* Records for this exercise:
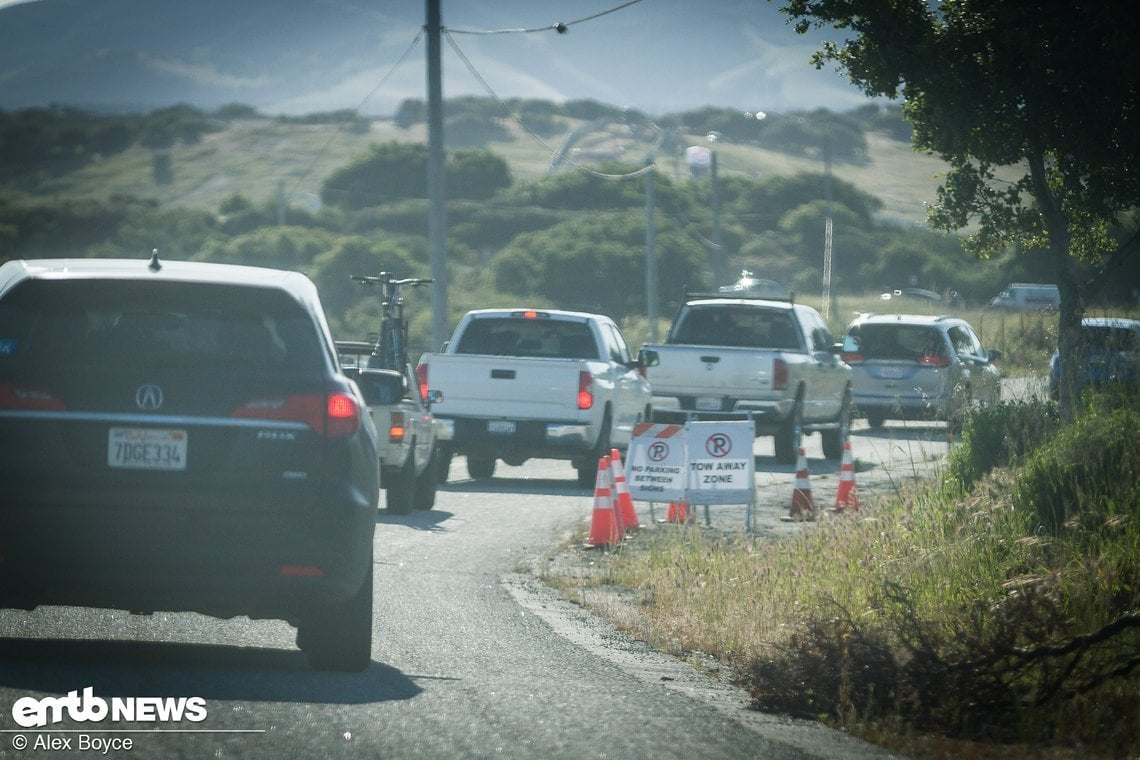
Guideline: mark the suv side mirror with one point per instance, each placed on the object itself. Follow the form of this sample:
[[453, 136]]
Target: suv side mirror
[[380, 386]]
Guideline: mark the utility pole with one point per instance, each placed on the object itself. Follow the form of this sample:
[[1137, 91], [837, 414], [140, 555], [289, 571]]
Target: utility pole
[[651, 253], [718, 259], [437, 221]]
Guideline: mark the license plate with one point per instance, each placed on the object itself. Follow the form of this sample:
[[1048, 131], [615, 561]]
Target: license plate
[[143, 448]]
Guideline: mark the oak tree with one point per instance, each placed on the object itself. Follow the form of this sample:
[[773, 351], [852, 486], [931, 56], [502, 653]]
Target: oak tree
[[1034, 106]]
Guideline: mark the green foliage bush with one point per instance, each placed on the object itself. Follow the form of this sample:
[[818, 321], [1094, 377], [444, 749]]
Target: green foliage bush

* To do: Once a line of the records is found to contain "bush", copy it out.

* Response area:
Guideline: mark the green foliage bush with one point per instance, each placed on the object itself. Follow the form of this sample:
Target: green foliage bush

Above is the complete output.